Exercise objective => Convert every line of the records below into a Markdown table with two columns, n and Text. Number the rows in order and omit blank lines.

Data items:
━━━━━━━━━━━━━━━━━━━━

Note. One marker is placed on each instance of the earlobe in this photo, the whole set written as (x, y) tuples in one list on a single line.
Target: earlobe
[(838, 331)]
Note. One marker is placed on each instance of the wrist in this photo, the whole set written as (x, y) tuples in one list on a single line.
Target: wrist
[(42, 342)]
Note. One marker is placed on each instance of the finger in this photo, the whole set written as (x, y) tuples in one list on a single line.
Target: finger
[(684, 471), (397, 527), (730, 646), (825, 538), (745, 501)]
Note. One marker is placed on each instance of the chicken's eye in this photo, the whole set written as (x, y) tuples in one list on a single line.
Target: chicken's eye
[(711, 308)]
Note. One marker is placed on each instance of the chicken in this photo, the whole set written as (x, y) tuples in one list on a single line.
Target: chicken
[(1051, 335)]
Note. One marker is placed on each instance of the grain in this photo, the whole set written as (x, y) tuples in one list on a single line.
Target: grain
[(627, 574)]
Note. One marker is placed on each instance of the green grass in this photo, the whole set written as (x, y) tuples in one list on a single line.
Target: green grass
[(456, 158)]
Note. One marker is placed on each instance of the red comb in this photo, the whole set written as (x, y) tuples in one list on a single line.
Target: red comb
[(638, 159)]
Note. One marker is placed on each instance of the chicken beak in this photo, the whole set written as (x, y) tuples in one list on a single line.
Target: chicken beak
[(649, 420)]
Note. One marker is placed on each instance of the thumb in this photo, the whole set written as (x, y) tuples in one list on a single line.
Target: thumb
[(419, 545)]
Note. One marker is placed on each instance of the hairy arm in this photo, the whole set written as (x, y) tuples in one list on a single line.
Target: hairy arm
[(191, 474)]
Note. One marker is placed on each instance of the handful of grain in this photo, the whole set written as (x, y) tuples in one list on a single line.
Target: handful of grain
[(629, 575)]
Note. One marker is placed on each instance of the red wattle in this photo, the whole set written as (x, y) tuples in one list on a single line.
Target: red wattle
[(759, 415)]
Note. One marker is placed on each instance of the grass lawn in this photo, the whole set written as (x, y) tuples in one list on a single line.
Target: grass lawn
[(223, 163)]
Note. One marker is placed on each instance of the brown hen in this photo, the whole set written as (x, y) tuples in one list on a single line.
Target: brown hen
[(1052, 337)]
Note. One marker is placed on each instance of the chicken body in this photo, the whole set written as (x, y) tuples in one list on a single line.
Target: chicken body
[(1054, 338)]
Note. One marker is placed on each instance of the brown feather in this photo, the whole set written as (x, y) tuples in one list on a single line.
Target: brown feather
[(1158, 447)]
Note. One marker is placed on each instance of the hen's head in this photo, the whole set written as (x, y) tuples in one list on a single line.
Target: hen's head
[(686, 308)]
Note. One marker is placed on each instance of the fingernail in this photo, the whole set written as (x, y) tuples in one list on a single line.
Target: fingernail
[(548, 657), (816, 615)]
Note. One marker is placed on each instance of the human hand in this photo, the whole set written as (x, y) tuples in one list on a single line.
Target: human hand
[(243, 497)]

━━━━━━━━━━━━━━━━━━━━

Task solution =>
| n | Text |
|---|---|
| 1 | Note. One marker is placed on each instance of the earlobe in this photo, the whole set written as (x, y) tuples in one list on a single line. |
| 2 | Target: earlobe |
| 3 | [(838, 331)] |
| 4 | Note. One marker is placed on each instance of the wrist in this photo, the whole set written as (x, y) tuples in one list on a single line. |
| 5 | Target: wrist |
| 6 | [(42, 342)] |
| 7 | Note. One marker is placed on each instance of the finger in this photo, the whole set written as (x, y) tuples in one list on a single line. |
| 8 | Target: finger |
| 9 | [(684, 471), (397, 527), (730, 646), (825, 538), (745, 501)] |
| 10 | Note. One marker is placed on each instance of the chicken's eye in this photo, the whole set written as (x, y) tuples in one list on a single line. |
| 11 | Target: chicken's eye |
| 12 | [(711, 308)] |
| 13 | Note. One marker is placed on each instance of the chicken in this photo, the whole set written as (x, y) tuples in one list on a single line. |
| 14 | Target: chicken |
| 15 | [(1051, 335)] |
| 16 | Note. One marker is placed on each instance of the grain in this photo, the whole set written as (x, y) tuples in one list on a single line. |
| 17 | Target: grain |
| 18 | [(627, 574)] |
| 19 | Note. One marker is placed on each instance of the green grass in this photo, the whole set written as (x, y) tuples in one list on a single line. |
| 20 | Target: green grass |
| 21 | [(456, 158)] |
| 22 | Note. One marker is placed on each instance of the red comb in this photo, the whole set written as (x, y) tuples in one list on a single line. |
| 23 | Target: red comb |
| 24 | [(638, 159)] |
| 25 | Note. One marker is placed on each instance of the chicken beak in this photo, the whole set written as (x, y) tuples in one list on a single line. |
| 26 | Target: chicken beak |
| 27 | [(649, 420)] |
| 28 | Note. One marker is placed on each instance of the thumb in this photo, the whole set written as (x, y) tuples in one list on a single line. |
| 29 | Target: thumb |
| 30 | [(419, 545)] |
| 31 | Note. One marker is placed on each instance of the hairy arm in this photo, the whole set written as (x, y) tuples in one list on a single line. |
| 32 | Target: hairy arm |
| 33 | [(191, 474)] |
| 34 | Note. One marker is placed on each instance of the handful of grain in this photo, the whole set written as (x, y) tuples in one list on a single line. |
| 35 | Target: handful of grain |
| 36 | [(629, 575)] |
| 37 | Note. One marker is placed on each instance of the red wattle in this photo, the whole set written as (x, y) tuples in one list on a single line. |
| 38 | Target: red wattle |
| 39 | [(759, 415)] |
| 40 | Note. One marker is placed on each instance of the grass lawn in this photo, the whole set written as (x, y) tuples in one list on a single line. |
| 41 | Target: grass lawn |
| 42 | [(223, 163)] |
| 43 | Note. One marker is placed on each instance of the brown hen in this photo, the whole set written as (x, y) tuples in one list on a single line. |
| 44 | Target: brown hen |
| 45 | [(1052, 337)] |
| 46 | Note. One marker is placed on each instance of the chicken body in this photo, the whole set written as (x, y) tuples in one list on a single line. |
| 47 | Target: chicken body |
| 48 | [(1054, 338)] |
| 49 | Note. One marker is placed on each instance of the brown feather in this photo, the whole set written as (x, y) tuples in one list on a single line. |
| 50 | Target: brown feather |
| 51 | [(1158, 447)] |
| 52 | Note. One marker is placed on each instance of the hen's head in this photo, the whole set written as (x, y) tuples in one list on a single line. |
| 53 | Target: hen's head |
| 54 | [(686, 308)] |
| 55 | Note. One marker is placed on each instance of the fingernail in this photo, the whole set written as (x, y) tuples in one list on a single line. |
| 56 | Target: fingernail |
| 57 | [(548, 657), (816, 615)] |
| 58 | Note. One marker is placed on each instance of the human hand in this photo, the whole set written as (x, y) tuples in one list on a single line. |
| 59 | Target: human hand |
| 60 | [(243, 497)] |